• _What you should do_
Copy the part of the listing below that runs from the line with "Could you tag the open" to the line with "point(301, 268)", both lines included, keeping every character the same.

• _Data extract_
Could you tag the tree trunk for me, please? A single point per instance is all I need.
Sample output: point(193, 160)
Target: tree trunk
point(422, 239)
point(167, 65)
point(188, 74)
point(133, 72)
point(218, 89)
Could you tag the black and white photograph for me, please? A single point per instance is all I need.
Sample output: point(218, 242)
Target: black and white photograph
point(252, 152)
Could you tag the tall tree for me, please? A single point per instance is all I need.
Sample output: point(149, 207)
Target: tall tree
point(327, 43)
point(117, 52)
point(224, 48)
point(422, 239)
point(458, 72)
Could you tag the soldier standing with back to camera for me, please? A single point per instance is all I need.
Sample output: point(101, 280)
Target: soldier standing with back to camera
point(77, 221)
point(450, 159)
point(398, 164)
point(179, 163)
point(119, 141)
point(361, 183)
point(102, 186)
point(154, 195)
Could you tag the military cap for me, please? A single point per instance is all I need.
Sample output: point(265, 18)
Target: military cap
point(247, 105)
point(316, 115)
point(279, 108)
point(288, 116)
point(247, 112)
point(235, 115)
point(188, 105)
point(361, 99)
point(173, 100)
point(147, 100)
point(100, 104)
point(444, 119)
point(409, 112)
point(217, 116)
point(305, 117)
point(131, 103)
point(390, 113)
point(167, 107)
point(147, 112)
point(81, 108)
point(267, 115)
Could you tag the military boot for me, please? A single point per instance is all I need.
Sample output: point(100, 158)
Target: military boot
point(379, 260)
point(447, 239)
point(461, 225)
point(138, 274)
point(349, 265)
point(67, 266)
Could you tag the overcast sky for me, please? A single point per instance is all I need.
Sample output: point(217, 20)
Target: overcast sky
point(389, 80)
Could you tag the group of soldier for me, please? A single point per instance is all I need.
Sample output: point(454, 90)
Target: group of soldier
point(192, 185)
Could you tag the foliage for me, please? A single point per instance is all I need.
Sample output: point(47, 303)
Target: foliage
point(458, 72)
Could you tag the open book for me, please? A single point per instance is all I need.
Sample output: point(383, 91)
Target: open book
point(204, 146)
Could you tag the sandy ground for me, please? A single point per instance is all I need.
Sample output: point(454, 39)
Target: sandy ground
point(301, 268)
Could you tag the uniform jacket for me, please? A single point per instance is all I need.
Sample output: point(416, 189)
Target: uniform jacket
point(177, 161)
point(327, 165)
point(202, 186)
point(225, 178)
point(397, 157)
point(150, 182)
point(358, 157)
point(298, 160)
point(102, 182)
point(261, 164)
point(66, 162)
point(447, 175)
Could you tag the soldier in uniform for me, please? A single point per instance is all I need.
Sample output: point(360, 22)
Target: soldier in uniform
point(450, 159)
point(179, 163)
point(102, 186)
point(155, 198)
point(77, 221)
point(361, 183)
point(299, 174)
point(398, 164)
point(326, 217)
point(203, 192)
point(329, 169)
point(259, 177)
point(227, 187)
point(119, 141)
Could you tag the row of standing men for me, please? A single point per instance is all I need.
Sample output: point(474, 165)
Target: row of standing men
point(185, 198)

• _Answer to the problem_
Could you tag the open book for me, please? A single point per instance is all I need.
Sample output: point(383, 91)
Target: open book
point(204, 146)
Could you tag the sandy ground for me, please? A single point per instance is all I need.
Sample output: point(454, 39)
Target: sandy ground
point(301, 268)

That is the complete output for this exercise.